Algunos amigos campesinos me han contando la delicadez y el amor con que sus antepasados, luego de la cosecha, “escogían” las mejores semillas para continuar la producción. Cuidaban de esa simiente colocándola en un lugar especial y, a pesar de que pudiera escasear la semilla para el alimento, esa escogida no se tocaba porque de ella dependía el ciclo siguiente.
Las llamadas “simientes criollas” han sido guardadas, reproducidas y mejoradas milenariamente por los campesinos e indígenas de todo el mundo. Han garantizado a ellos y a toda la humanidad la diversidad étnicoambiental que heredamos. Han servido como alimento para el cuerpo y para las emociones. Vinculan creencias en las relaciones místicas con lo sagrado y unen a los diferentes cuando se hacen alimento en lo cotidiano de la vida.
Pero esta presencia milenaria de las semillas criollas está siendo interrumpida poco a poco, debido a la voracidad de las empresas productoras de semillas, casi todas ellas transnacionales con el enfoque de feroz capitalismo neoliberal. Estas empresas han venido desplazando las simientes tradicionales con una inundación de semillas híbridas y, más recientemente, con semillas transgénicas. Mientras las simientes criollas son patrimonio de la humanidad, las nuevas semillas han sido creadas y son propiedad privada de empresas multinacionales.
A diferencia de las semillas criollas que se siembran y reproducen año con año, las híbridas van perdiendo su vigor año con año, de tal manera que si el campesino quiere volver a sembrar tendrá que adquirir nuevas semillas y ya no podrá utilizar las que sus propias cosechas le proveían. Por su parte las transgénicas, al ser marca registrada, tienen una licencia que el campesino debe pagar para poder usarla, de tal manera que si se le vence el tiempo de “contrato de uso” y sigue sembrando, puede ser acusado de “piratería” y ser llevado a juicio.

» **Filas**:

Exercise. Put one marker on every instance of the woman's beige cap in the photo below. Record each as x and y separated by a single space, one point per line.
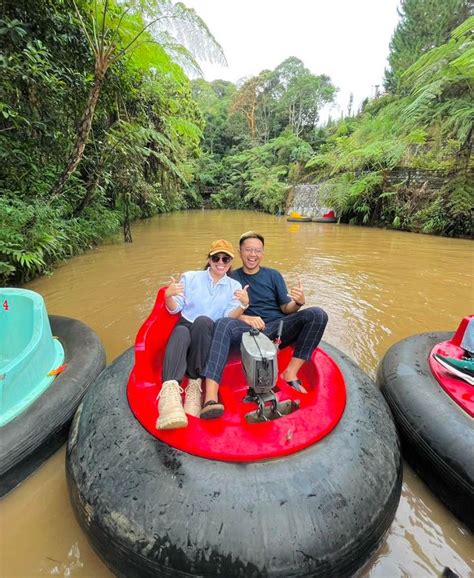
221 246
==
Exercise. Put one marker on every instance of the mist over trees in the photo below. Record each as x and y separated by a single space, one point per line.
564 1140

» **Tareas pendientes**:
A: En el texto sobre las semillas criollas, ¿qué le puede pasar al campesino que sigue sembrando semillas transgénicas cuando ya se le venció el contrato de uso?
B: Sigue escribiendo el texto sobre las semillas criollas justo después de su última oración.

» **Respuestas**:
A: Lo pueden acusar de piratería y llevar a juicio.

B:
Lo peor del caso es que las empresas multinacionales de granos, para defender su patrimonio, han creado una variedad transgénica llamada terminator. Esta tecnología crea mecanismos genéticos que impiden que la simiente se reproduzca después de la primera cosecha: son las denominadas “semillas suicidas”. Otra estrategia es la puesta en circulación de semillas genéticamente modificadas que solamente pueden desarrollarse en presencia de un fertilizante patentado por la misma empresa productora de las simientes. Esta artificialización, que aparentemente trae beneficios a la agricultura mundial, además de sumir al campo en una dependencia desventajosa con las productoras, rompe la convivencia amorosa y armoniosa del ser humano con la naturaleza, eliminando abruptamente la mediación simbólica que las semillas criollas han proporcionado durante millares de años entre las personas y pueblos; dejan de ser herencia social y se convierten en objetos de control y explotación.
La información crítica sobre estos asuntos y la presión a los organismos públicos encargados de las políticas que tienen que ver con el campo, para que salvaguarden el patrimonio que representan las semillas criollas, pueden ser acciones a tomar por parte de los que no somos campesinos, y que, sin embargo, nos beneficiamos de su trabajo.